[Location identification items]
"""
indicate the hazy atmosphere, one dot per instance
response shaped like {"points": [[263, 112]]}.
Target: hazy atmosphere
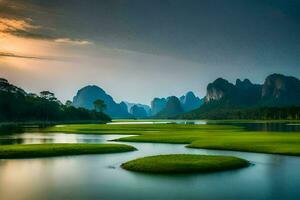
{"points": [[154, 48]]}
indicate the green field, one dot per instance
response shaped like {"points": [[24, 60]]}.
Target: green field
{"points": [[184, 163], [223, 137], [49, 150]]}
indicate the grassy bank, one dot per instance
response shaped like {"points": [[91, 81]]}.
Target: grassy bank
{"points": [[184, 163], [49, 150], [212, 136]]}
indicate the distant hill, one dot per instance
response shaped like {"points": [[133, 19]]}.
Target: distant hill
"""
● **Problem requirements**
Rewrite every line of the material above, switching each "indicate" to "mark" and keeping everything else unchanged. Leave out the pictures.

● **Correct answer**
mark the hazy atmosphere, one dot per instance
response shaped like {"points": [[263, 112]]}.
Target: hazy atmosphere
{"points": [[154, 48]]}
mark the green field, one dot per instance
response shaped like {"points": [[24, 60]]}.
Target: green field
{"points": [[184, 163], [223, 137], [49, 150]]}
mark the grassy bank, one dot per instance
response shaped like {"points": [[91, 81]]}.
Target: grassy bank
{"points": [[184, 163], [49, 150], [212, 136]]}
mark the distant hill, one dot per instance
response shaped like {"points": [[133, 19]]}.
Target: distant hill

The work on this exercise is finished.